Vorliegender Textauszug -
· · · · · · ·

Nach diesen emotional turbulenten Tagen können wir den Fokus endlich wieder unserem Berg zuwenden. Wir sind uns natürlich sehr bewusst, dass uns das Wetter der vergangenen Woche nicht unbedingt die besten Bedingungen bringen wird. Die steile Headwall auf 6.000 Meter ist voller Schnee und die Risse dort oben entsprechend vereist. Rein aus taktischen Überlegungen heraus ist es sinnvoll, noch einmal weitere zwei Tage abzuwarten.
Das Wetter ist wie vorhergesagt perfekt, die Verhältnisse sind es nicht. Am zweiten Tag beginnen wir mit dem Klettern in der Headwall. Das Vorwärtskommen wird den Verhältnissen und den Schwierigkeiten entsprechend langsam. Die sechste Seillänge der Headwall verlangt einen exorbitant langen Runout. Klettern im siebten Grad, 15 Meter ohne Sicherung, zwingend frei an kompaktem Granit. Schnell wird es klar, dass wir nicht in einem Tag durchkommen werden! Die Dimensionen des Südpfeilers sind wahrlich gewaltig. Es ist eine der größten Felsrouten der Welt und die mit weitem Abstand längste, die ich persönlich jemals geklettert bin. 47 Seillängen sind wir schon geklettert, keine einzige davon in trivialem Gelände und es ist dabei noch lange nicht vorbei. Aber wir sind jetzt an einem Punkt angelangt, an dem wir beste Chancen haben. Das Wetter spielt mit und auch wenn die Bedingungen am Berg bescheiden sind, so ist das eben jetzt unsere Aufgabe, diese Herausforderung anzunehmen und durchzuziehen. Besser wird es nicht mehr. Das ist unsere Chance!

· · · · · · ·

Gegebene Daten -
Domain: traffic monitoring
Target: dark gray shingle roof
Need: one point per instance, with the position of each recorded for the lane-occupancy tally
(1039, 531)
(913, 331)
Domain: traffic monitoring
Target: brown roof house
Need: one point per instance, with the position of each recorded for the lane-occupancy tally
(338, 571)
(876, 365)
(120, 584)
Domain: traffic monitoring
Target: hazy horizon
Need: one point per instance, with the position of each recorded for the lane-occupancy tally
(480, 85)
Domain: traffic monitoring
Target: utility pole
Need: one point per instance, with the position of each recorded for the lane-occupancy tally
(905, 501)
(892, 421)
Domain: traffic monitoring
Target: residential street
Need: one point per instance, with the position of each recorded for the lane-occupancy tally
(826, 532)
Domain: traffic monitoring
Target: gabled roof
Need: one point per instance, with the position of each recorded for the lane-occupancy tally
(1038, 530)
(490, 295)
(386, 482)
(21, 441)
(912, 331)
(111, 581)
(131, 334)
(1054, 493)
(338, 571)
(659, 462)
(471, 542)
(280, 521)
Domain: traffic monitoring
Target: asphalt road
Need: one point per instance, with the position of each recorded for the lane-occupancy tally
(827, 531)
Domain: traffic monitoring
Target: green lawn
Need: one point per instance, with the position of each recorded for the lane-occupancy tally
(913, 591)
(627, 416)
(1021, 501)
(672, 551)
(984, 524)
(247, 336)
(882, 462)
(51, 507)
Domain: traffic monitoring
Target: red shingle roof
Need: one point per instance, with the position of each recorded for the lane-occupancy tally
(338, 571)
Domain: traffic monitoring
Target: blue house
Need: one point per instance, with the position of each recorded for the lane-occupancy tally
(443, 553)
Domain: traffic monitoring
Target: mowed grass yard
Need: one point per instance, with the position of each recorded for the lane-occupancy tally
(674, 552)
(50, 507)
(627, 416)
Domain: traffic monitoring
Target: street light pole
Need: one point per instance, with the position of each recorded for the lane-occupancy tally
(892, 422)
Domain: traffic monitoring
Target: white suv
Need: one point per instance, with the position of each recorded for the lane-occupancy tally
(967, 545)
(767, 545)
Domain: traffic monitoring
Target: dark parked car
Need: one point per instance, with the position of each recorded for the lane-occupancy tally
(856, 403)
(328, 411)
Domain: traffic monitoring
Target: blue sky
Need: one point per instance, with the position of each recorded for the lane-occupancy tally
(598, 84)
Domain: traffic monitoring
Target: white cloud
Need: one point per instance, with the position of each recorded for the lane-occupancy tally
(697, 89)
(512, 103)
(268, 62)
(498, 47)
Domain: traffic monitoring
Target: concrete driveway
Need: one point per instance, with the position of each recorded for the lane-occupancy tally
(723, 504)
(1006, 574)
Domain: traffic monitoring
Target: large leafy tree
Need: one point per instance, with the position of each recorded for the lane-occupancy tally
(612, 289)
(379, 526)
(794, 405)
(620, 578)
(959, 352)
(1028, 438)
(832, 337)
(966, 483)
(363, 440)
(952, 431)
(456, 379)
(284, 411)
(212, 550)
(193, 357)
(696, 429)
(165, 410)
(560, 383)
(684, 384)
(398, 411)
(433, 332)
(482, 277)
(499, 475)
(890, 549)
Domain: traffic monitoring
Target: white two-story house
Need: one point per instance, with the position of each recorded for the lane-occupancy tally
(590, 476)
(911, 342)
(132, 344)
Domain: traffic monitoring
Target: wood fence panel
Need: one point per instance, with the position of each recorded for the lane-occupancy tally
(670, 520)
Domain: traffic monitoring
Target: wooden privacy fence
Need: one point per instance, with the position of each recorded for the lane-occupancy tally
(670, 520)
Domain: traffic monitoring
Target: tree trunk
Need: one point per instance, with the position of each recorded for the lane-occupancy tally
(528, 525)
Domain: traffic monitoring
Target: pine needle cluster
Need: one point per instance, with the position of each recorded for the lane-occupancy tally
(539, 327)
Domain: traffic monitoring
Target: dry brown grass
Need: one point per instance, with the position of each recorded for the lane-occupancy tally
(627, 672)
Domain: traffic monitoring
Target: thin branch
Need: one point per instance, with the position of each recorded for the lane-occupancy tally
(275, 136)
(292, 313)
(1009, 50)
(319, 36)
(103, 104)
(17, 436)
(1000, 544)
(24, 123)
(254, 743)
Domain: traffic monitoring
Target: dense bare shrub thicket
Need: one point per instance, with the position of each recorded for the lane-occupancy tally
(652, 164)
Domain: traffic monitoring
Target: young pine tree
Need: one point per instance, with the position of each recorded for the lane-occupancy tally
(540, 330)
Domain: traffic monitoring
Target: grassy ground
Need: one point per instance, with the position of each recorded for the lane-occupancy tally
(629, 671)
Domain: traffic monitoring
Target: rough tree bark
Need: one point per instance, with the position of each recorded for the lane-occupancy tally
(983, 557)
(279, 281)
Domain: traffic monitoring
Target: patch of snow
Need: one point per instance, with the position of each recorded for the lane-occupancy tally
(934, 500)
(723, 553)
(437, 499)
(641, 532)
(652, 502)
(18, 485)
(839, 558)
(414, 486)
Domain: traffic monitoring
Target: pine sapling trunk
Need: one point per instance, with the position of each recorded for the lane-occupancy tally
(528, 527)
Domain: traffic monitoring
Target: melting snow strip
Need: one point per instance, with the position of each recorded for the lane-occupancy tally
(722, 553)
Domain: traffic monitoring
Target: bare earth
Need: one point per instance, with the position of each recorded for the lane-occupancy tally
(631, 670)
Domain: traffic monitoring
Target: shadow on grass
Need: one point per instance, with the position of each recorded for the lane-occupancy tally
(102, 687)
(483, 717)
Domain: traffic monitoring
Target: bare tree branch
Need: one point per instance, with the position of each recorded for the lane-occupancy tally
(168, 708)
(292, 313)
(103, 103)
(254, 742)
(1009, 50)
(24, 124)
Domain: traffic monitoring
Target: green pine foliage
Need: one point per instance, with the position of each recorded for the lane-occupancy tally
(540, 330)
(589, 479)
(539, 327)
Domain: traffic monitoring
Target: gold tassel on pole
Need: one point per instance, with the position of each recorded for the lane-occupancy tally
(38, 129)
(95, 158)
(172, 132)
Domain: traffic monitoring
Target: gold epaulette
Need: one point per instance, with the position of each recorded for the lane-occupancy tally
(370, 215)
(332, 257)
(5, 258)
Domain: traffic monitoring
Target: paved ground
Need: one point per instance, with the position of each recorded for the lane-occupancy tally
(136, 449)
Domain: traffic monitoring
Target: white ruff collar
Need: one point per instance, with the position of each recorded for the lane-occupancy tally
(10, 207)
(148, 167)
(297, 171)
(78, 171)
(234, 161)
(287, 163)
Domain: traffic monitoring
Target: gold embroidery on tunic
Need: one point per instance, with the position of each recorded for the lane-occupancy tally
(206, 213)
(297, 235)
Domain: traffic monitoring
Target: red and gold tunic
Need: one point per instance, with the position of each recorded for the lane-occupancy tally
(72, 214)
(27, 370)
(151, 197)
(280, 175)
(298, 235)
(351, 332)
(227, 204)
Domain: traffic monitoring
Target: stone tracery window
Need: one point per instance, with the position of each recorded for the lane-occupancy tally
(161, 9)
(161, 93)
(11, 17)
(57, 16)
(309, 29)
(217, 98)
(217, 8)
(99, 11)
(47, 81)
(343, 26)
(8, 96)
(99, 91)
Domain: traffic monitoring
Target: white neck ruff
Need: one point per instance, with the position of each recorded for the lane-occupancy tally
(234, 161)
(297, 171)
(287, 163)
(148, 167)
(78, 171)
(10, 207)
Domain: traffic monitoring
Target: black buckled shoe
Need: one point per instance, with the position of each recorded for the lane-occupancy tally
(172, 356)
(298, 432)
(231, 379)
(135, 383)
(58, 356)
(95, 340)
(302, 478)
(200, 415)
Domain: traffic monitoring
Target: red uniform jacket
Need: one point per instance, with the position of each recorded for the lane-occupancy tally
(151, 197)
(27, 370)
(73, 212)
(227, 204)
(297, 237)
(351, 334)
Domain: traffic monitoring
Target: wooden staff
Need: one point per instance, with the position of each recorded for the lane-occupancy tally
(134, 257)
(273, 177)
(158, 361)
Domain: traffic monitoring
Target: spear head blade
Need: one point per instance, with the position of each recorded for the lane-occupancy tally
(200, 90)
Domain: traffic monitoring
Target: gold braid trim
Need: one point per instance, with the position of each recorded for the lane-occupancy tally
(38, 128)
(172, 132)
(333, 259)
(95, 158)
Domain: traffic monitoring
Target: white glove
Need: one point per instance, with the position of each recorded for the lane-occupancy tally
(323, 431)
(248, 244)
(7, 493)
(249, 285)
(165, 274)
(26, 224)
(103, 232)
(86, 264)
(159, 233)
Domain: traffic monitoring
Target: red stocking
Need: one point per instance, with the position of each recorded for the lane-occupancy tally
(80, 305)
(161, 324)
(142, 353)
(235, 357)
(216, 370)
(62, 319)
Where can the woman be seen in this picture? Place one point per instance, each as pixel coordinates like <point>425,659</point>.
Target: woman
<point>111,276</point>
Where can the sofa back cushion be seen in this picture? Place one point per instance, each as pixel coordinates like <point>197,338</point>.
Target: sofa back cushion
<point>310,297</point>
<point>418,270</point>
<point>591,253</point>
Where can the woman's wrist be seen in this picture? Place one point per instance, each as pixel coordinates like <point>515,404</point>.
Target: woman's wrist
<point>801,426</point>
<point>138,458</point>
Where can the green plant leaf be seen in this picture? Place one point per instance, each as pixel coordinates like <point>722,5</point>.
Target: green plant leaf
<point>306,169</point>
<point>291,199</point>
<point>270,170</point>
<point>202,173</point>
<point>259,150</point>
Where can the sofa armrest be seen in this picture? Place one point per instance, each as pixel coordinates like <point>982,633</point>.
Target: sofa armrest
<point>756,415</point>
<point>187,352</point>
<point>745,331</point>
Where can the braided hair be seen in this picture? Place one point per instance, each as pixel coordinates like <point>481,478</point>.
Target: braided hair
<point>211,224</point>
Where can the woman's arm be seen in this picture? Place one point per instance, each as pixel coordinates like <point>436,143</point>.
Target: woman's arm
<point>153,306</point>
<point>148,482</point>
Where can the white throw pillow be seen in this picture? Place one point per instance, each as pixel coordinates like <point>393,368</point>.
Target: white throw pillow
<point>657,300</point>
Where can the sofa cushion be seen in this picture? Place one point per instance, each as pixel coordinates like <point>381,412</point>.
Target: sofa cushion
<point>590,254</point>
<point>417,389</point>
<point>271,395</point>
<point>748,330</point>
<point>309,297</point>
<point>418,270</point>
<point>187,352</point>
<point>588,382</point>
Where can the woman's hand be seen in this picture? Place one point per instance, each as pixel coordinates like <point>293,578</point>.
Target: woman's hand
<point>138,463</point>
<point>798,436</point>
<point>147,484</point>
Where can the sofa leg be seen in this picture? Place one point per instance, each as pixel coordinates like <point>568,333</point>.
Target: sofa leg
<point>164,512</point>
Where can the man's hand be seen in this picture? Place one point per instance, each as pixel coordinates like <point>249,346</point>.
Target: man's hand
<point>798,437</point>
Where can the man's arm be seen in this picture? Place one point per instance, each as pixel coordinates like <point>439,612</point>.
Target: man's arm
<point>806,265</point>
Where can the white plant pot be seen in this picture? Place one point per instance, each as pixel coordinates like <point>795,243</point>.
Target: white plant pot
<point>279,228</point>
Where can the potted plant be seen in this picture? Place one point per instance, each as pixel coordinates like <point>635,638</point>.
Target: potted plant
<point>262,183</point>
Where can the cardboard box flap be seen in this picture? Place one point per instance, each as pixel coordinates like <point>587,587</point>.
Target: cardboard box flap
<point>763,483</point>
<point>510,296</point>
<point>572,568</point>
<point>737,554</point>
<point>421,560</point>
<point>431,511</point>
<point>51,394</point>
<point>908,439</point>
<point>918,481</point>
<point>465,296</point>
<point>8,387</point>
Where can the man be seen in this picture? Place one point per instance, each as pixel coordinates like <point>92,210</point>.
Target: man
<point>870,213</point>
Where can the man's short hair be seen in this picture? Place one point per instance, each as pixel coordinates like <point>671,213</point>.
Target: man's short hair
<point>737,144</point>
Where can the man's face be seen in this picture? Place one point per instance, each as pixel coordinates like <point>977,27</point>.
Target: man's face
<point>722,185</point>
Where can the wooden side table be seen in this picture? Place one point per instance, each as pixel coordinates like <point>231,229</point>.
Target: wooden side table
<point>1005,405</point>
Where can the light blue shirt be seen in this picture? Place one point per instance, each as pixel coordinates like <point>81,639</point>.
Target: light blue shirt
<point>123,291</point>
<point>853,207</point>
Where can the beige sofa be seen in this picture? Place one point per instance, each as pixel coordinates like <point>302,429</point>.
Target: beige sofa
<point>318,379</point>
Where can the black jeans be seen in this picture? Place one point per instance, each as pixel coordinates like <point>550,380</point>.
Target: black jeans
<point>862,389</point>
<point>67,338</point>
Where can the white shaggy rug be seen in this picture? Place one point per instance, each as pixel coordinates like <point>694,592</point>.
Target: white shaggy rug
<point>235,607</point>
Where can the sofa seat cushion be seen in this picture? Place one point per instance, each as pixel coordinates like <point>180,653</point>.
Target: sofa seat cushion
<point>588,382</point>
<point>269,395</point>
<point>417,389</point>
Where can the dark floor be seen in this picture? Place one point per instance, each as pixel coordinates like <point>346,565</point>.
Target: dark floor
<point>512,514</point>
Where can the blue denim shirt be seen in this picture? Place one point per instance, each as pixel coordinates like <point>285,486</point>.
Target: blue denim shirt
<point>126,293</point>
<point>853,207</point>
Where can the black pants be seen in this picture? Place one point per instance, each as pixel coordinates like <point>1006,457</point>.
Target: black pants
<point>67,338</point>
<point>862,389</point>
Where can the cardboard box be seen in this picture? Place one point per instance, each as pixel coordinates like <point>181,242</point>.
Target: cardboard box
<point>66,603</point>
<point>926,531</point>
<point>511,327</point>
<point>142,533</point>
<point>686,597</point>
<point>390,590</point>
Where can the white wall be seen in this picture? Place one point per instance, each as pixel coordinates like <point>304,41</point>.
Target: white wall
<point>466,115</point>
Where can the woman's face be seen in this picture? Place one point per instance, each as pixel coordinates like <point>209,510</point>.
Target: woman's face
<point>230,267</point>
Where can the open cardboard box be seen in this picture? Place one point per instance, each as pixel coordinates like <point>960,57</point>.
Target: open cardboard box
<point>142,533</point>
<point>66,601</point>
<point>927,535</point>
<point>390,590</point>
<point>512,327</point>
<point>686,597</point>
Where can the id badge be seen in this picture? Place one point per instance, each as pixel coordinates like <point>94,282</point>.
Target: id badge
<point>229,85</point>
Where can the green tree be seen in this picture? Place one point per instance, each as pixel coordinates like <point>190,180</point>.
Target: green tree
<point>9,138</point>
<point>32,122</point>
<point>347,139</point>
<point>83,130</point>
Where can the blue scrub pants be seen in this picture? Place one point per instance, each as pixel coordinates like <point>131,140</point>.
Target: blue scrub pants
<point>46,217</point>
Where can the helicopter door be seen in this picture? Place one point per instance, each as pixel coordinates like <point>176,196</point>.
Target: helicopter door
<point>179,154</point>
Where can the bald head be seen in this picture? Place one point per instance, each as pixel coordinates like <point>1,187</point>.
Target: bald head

· · · · · · ·

Aufgaben -
#1 Wie lang ist laut dem Textauszug der Runout in der sechsten Seillänge der Headwall?
#2 Schreiben Sie aus dem Textauszug den Abschnitt ab, der mit den Worten „Nach diesen emotional“ beginnt und mit „zwei Tage abzuwarten.“ endet.
#3 Welche Zahlen stehen im Textauszug in Ziffern?

Lösungen -
#1 15 Meter ohne Sicherung.

#2
Nach diesen emotional turbulenten Tagen können wir den Fokus endlich wieder unserem Berg zuwenden. Wir sind uns natürlich sehr bewusst, dass uns das Wetter der vergangenen Woche nicht unbedingt die besten Bedingungen bringen wird. Die steile Headwall auf 6.000 Meter ist voller Schnee und die Risse dort oben entsprechend vereist. Rein aus taktischen Überlegungen heraus ist es sinnvoll, noch einmal weitere zwei Tage abzuwarten.

#3 6.000, 15, 47